### Text under study
————————

These “forgotten Americans” preview Richard Nixon’s silent majority, not only suggesting how their disappearance (and silence) indexes their marginal position relative to the status quo that Reagan spends a great deal of time indicting, but also preying on their anxious worries about their own relevance in a moment where institutions of privilege (the Church, a white ballot box, economic self-sufficiency, and a relatively stable domestic circumstance) were threatened by the “barbaric” forces outlined by Reagan. The American government has created these barbaric forces by inserting itself into matters best left to the social rather than political spheres.  Reagan’s implied solution is a shrunken government, one that poses less of a threat to the virtues of America’s citizens. Without a smaller government, only the “barbarians” will be remembered as those whom clamor loudest receive the most notice and acclaim. In the context of “Great Society” programs that were premised on singling out for improvement sectors of society, Reagan’s call about the “forgotten Americans” transformed these Great Society programs from benign initiatives into actions that signaled who did (and did not) matter in the eyes of the government. The “extermination of mankind” references by Reagan creates a kind of sympathetic relay with the disappearance from society of these “forgotten Americans” and their replacement by poor and racially-marked barbarians who lacked the civic sense to see that good intentions and right actions did not always meet at a coincident point.

————————

### Source material

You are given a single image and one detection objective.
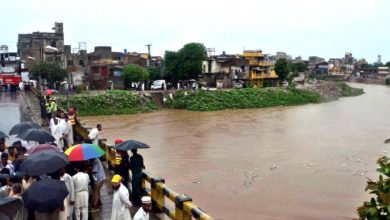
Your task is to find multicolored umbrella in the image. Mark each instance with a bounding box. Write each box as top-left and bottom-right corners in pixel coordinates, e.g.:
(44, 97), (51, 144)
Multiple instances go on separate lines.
(65, 144), (105, 161)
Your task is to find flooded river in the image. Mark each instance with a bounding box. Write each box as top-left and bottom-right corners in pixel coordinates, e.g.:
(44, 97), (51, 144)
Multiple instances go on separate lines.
(82, 84), (390, 219)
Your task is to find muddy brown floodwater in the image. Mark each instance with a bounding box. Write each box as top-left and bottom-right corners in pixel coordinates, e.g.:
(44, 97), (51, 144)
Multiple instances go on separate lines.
(82, 84), (390, 219)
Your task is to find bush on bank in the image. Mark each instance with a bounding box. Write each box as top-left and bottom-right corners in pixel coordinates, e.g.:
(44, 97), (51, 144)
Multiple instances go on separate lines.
(340, 83), (364, 97)
(165, 88), (323, 111)
(61, 90), (158, 115)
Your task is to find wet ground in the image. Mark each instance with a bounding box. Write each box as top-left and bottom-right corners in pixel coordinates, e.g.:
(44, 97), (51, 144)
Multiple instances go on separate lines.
(82, 84), (390, 219)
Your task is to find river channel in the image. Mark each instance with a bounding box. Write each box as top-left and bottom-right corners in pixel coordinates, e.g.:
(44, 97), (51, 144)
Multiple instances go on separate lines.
(81, 84), (390, 219)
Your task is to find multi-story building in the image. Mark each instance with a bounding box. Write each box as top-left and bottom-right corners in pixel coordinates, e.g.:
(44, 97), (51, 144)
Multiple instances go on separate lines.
(17, 22), (67, 68)
(200, 52), (249, 88)
(243, 50), (278, 87)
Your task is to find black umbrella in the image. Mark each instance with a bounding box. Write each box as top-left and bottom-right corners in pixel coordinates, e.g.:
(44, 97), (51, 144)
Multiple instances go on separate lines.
(22, 179), (69, 212)
(115, 140), (150, 151)
(20, 151), (69, 176)
(8, 121), (40, 135)
(0, 197), (23, 219)
(17, 128), (55, 142)
(0, 131), (8, 138)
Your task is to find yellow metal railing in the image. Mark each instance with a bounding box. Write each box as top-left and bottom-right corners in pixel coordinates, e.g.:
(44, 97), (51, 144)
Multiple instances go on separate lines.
(142, 171), (213, 220)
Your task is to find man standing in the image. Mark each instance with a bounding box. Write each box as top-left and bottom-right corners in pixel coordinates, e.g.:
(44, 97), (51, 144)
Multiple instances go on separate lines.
(130, 149), (145, 206)
(88, 124), (102, 146)
(60, 168), (74, 219)
(72, 166), (89, 220)
(61, 114), (73, 150)
(111, 174), (132, 220)
(133, 196), (152, 220)
(92, 158), (107, 212)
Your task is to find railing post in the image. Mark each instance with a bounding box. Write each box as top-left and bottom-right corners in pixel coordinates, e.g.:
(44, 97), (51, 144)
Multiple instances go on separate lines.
(175, 194), (192, 220)
(150, 177), (165, 212)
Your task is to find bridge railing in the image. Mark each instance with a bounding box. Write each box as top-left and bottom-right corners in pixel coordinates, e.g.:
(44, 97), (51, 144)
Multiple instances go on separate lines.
(32, 87), (213, 220)
(142, 171), (212, 220)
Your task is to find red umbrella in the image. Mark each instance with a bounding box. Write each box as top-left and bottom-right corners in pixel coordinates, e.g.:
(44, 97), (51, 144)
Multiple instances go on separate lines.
(27, 144), (60, 154)
(46, 89), (55, 95)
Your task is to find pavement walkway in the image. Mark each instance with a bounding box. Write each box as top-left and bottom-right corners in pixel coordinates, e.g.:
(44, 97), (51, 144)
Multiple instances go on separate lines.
(22, 91), (165, 220)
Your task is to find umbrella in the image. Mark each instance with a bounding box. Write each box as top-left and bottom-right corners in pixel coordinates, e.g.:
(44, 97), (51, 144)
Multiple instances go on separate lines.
(0, 197), (23, 219)
(17, 128), (55, 142)
(0, 131), (8, 138)
(27, 144), (60, 154)
(8, 121), (40, 135)
(46, 89), (56, 95)
(22, 179), (69, 212)
(65, 144), (104, 161)
(20, 150), (69, 176)
(115, 140), (150, 151)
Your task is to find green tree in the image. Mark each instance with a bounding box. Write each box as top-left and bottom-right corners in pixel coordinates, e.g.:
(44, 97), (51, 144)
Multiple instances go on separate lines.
(290, 62), (307, 73)
(30, 61), (68, 84)
(163, 51), (179, 82)
(147, 66), (161, 80)
(178, 43), (207, 79)
(164, 43), (207, 82)
(121, 64), (149, 82)
(275, 58), (290, 80)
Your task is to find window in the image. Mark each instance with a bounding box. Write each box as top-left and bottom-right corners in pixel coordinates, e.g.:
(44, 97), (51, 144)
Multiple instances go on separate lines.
(92, 66), (99, 74)
(102, 66), (107, 76)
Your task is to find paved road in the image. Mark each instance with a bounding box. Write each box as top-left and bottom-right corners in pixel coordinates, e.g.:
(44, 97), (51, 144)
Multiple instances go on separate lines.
(22, 92), (167, 220)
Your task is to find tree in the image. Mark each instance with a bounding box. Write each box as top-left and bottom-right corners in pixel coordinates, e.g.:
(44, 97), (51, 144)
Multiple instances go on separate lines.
(178, 43), (207, 79)
(290, 62), (307, 73)
(275, 58), (290, 80)
(164, 43), (207, 82)
(121, 64), (149, 82)
(147, 66), (161, 80)
(163, 51), (179, 82)
(30, 61), (68, 84)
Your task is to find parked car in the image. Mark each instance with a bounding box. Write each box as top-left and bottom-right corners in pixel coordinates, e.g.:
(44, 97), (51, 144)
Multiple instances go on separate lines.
(234, 82), (244, 89)
(150, 79), (167, 89)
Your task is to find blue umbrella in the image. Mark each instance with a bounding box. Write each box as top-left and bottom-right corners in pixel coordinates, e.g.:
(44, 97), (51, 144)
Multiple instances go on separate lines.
(22, 179), (69, 212)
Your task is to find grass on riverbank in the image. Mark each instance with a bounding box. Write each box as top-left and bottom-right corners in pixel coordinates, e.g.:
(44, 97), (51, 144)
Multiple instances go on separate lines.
(340, 83), (364, 97)
(166, 88), (323, 111)
(61, 90), (158, 116)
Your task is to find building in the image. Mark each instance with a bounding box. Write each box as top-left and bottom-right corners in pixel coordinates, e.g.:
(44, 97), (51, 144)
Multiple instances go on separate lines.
(17, 22), (67, 68)
(243, 50), (278, 87)
(200, 52), (249, 88)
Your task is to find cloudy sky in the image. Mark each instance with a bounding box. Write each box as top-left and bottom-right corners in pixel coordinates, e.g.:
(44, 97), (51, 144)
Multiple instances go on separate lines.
(0, 0), (390, 62)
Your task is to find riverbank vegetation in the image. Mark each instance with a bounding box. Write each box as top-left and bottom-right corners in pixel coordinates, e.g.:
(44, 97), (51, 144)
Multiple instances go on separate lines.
(61, 90), (158, 115)
(165, 83), (363, 111)
(166, 88), (322, 111)
(357, 157), (390, 220)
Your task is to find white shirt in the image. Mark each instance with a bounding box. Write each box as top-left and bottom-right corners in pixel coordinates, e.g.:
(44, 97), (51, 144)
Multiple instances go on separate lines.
(133, 207), (149, 220)
(88, 128), (101, 145)
(111, 183), (132, 220)
(72, 172), (89, 208)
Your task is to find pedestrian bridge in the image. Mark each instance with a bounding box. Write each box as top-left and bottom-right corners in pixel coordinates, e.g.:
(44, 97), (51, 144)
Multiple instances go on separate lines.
(24, 88), (213, 220)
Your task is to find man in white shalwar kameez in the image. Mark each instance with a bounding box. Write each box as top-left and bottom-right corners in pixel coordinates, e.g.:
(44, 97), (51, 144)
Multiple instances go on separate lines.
(51, 118), (63, 150)
(111, 174), (132, 220)
(60, 114), (73, 148)
(60, 168), (74, 219)
(72, 168), (89, 220)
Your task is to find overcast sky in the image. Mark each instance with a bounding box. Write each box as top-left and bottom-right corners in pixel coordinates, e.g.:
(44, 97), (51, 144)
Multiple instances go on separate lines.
(0, 0), (390, 62)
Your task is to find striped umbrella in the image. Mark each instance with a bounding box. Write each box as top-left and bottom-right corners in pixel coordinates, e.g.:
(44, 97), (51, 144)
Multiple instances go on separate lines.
(65, 143), (104, 161)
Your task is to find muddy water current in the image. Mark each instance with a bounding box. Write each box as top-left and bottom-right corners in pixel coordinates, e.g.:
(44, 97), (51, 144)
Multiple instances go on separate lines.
(81, 84), (390, 219)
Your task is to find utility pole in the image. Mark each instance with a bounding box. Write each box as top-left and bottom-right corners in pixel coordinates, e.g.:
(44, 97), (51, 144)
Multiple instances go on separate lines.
(146, 44), (152, 67)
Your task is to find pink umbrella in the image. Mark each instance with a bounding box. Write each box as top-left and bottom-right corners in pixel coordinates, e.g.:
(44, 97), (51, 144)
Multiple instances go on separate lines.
(27, 144), (60, 154)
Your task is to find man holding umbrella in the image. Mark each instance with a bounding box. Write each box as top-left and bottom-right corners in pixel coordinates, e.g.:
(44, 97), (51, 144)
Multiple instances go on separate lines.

————————

### Activities
• A. Please decide whether each statement agrees with the Reagan passage above, answering yes or no and quoting the words from the passage that settle it. (i) Reagan's implied solution is a shrunken government. (ii) The passage says the Church created the barbaric forces. (iii) The "forgotten Americans" preview Richard Nixon's silent majority.
• B. Which institutions of privilege does the Reagan passage list as threatened?

### Responses
• A.
(i) Yes: "Reagan’s implied solution is a shrunken government"
(ii) No: "The American government has created these barbaric forces"
(iii) Yes: "These “forgotten Americans” preview Richard Nixon’s silent majority"

• B. The Church, a white ballot box, economic self-sufficiency, and a relatively stable domestic circumstance.